**Excerpted text:**
How can I diagnose/identify problems with the Kerboros plugin setup in Solr?
Kerberos is a network authentication protocol. It is designed to provide strong authentication for client/server applications by using secret-key cryptography. Please follow the official documentation to setup Solrcloud with Kerberos authentication plugin: https://lucene.apache.org/solr/guide/7_4/kerberos-authentication-plugin.html
Though the steps are very straightforward, there are certain key points to keep in mind to avoid hiccups as diagnosing / identifying problems in Kerberos plugin setup in Solr is not that obvious:
1. Rightful permissions provided to ‘keytab’ files for solr and zookeeper user for read and access respectively for solr and zookeeper nodes.
chmod 440 […].keytab
2. Making sure the ‘client’ principle and ‘server’ principle are same at solr and zookeeper jaas files respectively, as mentioned in the documentation. Failing that will result in serious issues in inter-shard and solr-zk communication.
3. Inter-server communication between KDC (Kerberos DataCenter), Solr node machines and Zookeeper node machines should be setup correctly. Communication via private IPs between servers should be in place for the client to get authenticated.
4. Kerberos need both TCP and UDP communication between the servers, 88 is the default port (TCP UDP both) for kerberos network talk.
5. For Kerberos specific issues / errors, refer: https://github.com/steveloughran/kerberos_and_hadoop/blob/master/sections/errors.md. It is a useful guide.
There are number of improvements introduced in Kerberos from Solr 6.3:
- Kerberos delegation support; leading to smoother inter-shard and solr-zk communication. Not every request b/w the servers / nodes needs to be authentication from KDC.
- TGT caching was improved while setting up multiple solr nodes on same machine.
- Solr Admin UI (which works with Angular JS 2.0) now works when Kerberos enabled.
- Various fixes in Kerberos plugin already in latest versions: SOLR-9518, SOLR-10282, SOLR-9520.
Moving forward in future releases the above mentioned explanations and examples may no longer apply.

Records from a data source
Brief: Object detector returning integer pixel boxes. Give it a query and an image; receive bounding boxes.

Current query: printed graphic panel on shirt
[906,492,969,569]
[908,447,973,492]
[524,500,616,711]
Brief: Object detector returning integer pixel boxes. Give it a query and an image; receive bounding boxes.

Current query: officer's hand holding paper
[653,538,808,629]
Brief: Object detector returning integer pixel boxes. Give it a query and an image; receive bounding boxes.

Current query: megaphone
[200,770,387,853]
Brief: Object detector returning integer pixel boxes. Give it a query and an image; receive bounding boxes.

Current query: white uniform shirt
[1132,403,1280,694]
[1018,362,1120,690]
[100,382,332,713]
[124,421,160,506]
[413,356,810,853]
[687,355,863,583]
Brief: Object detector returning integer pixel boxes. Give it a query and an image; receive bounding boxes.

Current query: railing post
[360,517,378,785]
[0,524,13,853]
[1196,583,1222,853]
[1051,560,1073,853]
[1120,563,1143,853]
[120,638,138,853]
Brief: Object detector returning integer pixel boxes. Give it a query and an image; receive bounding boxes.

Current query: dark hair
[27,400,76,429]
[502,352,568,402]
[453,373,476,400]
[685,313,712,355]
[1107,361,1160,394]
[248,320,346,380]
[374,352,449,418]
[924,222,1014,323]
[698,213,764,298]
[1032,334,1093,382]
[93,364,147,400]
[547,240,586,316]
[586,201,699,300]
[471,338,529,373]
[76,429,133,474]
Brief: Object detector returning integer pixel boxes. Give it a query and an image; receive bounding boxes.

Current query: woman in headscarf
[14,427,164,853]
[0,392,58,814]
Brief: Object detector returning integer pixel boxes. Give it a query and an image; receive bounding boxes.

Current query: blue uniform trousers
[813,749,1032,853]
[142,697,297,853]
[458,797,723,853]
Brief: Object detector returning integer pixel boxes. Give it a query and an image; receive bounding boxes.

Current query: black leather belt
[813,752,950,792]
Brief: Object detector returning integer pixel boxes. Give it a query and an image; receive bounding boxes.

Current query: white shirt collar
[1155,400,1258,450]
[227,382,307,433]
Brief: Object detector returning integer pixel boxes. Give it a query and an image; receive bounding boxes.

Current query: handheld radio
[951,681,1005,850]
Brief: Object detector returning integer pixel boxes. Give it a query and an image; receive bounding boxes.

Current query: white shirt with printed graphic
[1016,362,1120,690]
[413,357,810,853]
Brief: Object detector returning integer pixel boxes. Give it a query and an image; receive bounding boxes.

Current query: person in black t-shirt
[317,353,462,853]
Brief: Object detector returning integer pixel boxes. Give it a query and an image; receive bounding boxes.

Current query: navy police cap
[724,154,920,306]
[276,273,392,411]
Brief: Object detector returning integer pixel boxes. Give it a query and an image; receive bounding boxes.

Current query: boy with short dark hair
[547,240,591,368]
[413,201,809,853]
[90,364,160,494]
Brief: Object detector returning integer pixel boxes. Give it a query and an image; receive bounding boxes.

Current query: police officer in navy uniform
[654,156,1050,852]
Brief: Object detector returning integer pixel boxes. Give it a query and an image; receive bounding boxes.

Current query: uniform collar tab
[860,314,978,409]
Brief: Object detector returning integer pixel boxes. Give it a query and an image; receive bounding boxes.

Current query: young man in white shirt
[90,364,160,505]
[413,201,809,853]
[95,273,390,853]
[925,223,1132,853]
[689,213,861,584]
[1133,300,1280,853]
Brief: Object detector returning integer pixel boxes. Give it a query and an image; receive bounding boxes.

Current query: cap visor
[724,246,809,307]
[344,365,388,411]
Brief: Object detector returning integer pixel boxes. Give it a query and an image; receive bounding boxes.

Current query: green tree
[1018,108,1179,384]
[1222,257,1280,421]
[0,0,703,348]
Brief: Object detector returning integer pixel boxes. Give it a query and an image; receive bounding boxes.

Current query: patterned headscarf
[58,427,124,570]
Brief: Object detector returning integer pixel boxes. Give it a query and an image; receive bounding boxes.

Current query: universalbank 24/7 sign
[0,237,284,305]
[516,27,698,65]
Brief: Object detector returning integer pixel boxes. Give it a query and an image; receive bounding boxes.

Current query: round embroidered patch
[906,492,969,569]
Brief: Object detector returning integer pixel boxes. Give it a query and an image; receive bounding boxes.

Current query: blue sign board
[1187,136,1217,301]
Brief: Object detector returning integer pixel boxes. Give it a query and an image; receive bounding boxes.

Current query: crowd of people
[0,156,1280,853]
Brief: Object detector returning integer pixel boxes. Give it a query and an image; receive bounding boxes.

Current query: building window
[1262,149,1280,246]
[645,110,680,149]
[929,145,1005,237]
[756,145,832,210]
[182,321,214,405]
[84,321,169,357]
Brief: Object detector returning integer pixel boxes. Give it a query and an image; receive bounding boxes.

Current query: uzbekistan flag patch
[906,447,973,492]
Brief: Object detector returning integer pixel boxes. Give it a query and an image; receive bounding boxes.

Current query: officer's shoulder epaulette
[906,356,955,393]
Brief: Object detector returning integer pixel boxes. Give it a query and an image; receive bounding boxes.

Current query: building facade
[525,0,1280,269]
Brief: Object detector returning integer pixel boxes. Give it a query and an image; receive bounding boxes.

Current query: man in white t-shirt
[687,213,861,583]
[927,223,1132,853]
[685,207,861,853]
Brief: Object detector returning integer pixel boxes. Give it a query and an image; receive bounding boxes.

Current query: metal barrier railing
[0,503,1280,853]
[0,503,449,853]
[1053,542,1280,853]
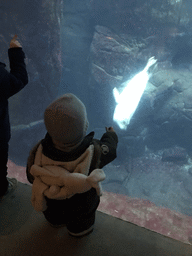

**Work request 1:** In the Solr Kerberos text, which port is given as the default for Kerberos network communication?
**Work request 2:** List every improvement to Kerberos in Solr that the Solr Kerberos text says was introduced from Solr 6.3.
**Work request 3:** Extract the passage of the Solr Kerberos text that begins at the words "There are number" and stops after "SOLR-9518, SOLR-10282, SOLR-9520.".

**Answer box 1:** Port 88, for both TCP and UDP.

**Answer box 2:**
- Kerberos delegation support, so not every request between servers or nodes needs authentication from the KDC
- Improved TGT caching when multiple Solr nodes are set up on the same machine
- The Solr Admin UI now works when Kerberos is enabled
- Various fixes in the Kerberos plugin: SOLR-9518, SOLR-10282, and SOLR-9520

**Answer box 3:**
There are number of improvements introduced in Kerberos from Solr 6.3:
- Kerberos delegation support; leading to smoother inter-shard and solr-zk communication. Not every request b/w the servers / nodes needs to be authentication from KDC.
- TGT caching was improved while setting up multiple solr nodes on same machine.
- Solr Admin UI (which works with Angular JS 2.0) now works when Kerberos enabled.
- Various fixes in Kerberos plugin already in latest versions: SOLR-9518, SOLR-10282, SOLR-9520.